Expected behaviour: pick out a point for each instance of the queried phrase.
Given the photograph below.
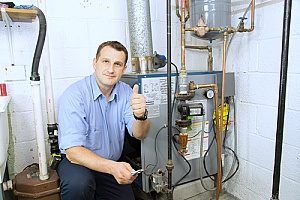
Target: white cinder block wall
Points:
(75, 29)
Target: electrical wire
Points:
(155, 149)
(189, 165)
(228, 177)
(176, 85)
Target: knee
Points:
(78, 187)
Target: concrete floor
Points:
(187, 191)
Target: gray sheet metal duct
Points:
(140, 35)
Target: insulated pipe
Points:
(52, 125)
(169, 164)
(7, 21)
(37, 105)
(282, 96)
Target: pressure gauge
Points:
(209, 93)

...

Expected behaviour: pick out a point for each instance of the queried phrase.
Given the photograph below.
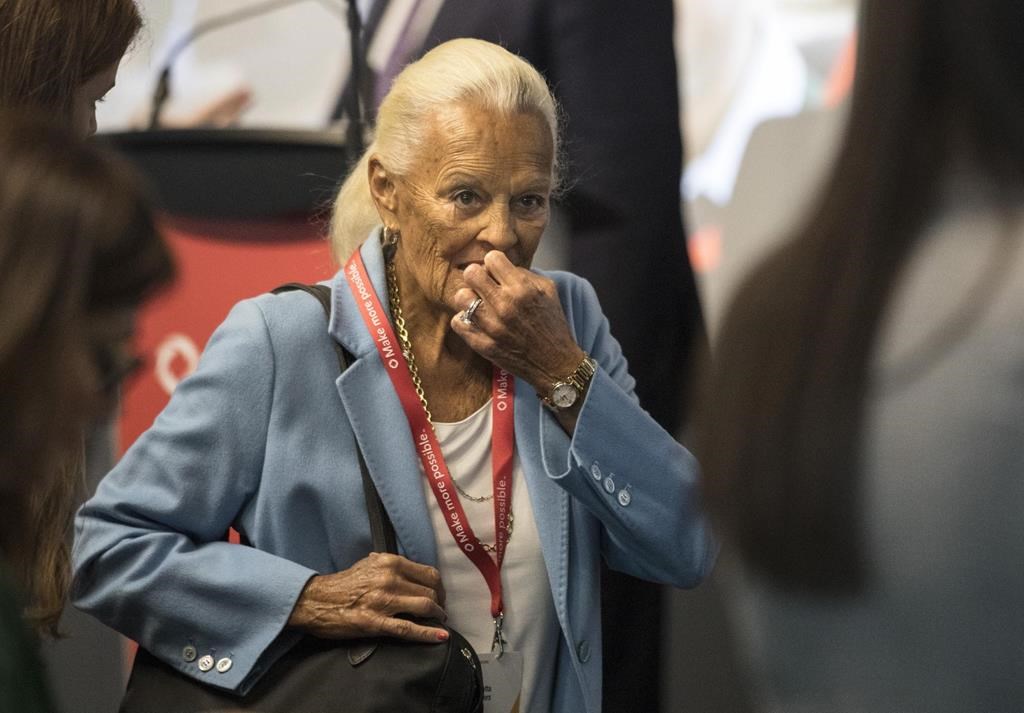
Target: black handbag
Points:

---

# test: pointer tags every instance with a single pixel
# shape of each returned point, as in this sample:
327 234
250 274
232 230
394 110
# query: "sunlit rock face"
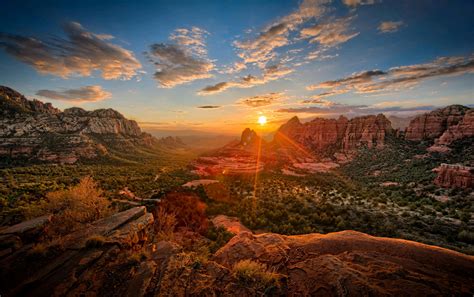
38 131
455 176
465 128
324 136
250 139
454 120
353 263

#### YOUR INSTRUCTIONS:
In the listing above, the lines from the one containing "Target: electrical wire" through the one containing "Target: insulated pipe" must be set down exactly, with no other lines.

#### EXERCISE RESPONSE:
Target: electrical wire
Points:
(155, 149)
(189, 165)
(228, 177)
(176, 85)
Target: knee
Points:
(78, 187)
Target: concrete floor
Points:
(187, 191)
Target: gray sheet metal duct
Points:
(140, 35)
Target: insulated pipe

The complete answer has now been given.